§ **Source data**:
━━━━

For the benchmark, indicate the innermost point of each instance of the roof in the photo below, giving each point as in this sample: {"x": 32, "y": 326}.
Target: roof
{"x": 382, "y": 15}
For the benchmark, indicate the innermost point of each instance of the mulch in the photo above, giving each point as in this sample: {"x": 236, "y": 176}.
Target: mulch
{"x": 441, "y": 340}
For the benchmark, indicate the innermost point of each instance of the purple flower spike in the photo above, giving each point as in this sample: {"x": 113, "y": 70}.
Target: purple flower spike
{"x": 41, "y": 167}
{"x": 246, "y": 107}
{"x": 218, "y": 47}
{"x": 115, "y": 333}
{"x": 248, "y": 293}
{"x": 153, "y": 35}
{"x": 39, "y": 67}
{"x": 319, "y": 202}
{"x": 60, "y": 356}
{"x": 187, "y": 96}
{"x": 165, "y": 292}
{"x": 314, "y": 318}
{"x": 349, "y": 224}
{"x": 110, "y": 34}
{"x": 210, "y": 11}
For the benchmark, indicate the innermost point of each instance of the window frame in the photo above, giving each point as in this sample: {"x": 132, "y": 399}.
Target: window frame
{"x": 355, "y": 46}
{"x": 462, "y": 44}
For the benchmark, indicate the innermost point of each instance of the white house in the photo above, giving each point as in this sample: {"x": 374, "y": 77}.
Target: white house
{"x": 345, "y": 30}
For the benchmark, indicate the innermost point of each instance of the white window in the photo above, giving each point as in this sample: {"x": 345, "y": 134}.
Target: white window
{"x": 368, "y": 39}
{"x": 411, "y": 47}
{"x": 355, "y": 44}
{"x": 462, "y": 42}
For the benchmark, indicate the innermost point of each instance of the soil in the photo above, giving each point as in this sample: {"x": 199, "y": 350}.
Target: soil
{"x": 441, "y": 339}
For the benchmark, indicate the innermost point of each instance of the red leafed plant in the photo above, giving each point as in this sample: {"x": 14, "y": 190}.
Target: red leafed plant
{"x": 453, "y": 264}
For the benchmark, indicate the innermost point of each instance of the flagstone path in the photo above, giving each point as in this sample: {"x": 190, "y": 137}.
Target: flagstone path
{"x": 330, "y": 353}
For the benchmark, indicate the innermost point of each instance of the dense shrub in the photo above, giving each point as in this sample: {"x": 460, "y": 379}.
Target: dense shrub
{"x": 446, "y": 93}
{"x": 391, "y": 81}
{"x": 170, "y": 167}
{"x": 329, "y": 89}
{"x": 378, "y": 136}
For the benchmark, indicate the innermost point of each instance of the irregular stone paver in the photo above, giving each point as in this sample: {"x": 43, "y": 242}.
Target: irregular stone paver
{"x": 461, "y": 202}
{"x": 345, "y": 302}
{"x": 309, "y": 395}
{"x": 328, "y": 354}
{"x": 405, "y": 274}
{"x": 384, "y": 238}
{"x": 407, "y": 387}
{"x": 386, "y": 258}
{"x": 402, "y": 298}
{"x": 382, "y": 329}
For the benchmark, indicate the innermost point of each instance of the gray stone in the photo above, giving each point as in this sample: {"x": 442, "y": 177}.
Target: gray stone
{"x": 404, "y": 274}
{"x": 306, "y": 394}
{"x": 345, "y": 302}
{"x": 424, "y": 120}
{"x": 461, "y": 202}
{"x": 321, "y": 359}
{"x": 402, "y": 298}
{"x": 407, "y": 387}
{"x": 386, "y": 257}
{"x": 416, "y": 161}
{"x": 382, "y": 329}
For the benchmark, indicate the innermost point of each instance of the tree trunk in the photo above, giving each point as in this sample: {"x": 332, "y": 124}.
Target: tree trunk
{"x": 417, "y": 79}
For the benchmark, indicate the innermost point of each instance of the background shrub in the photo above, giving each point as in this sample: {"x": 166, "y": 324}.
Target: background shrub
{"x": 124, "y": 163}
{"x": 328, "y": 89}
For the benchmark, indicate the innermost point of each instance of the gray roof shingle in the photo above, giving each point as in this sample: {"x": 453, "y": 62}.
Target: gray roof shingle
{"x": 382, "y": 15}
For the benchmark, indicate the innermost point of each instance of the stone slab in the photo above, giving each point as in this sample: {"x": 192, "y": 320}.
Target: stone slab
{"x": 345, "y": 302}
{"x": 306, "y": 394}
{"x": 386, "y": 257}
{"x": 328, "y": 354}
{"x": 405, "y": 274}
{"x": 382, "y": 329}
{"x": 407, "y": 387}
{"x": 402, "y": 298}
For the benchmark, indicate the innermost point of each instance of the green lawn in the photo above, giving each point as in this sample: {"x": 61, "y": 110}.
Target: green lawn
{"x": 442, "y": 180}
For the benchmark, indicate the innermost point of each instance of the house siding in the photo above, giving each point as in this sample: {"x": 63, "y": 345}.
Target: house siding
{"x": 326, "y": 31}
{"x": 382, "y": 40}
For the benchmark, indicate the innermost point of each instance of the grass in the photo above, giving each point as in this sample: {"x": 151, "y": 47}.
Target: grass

━━━━

§ **To be done**: Copy out the lines from the one containing "of the green" through the end of the entries, replacing "house siding" with "exterior siding" and leaving everything else unchanged.

§ **Task output**:
For the benchmark, indicate the innermost point of each instance of the green lawn in the photo above, giving each point as in this sample: {"x": 61, "y": 110}.
Target: green lawn
{"x": 442, "y": 180}
For the benchmark, indicate the innermost point of each instance of the exterior siding in the photo above, giving each point as in this sample: {"x": 63, "y": 345}.
Target: exterior siding
{"x": 326, "y": 31}
{"x": 382, "y": 40}
For the benchmark, indicate the innermost point of each instance of the grass in the photo above, giving each point as in this sample: {"x": 151, "y": 47}.
Target: grass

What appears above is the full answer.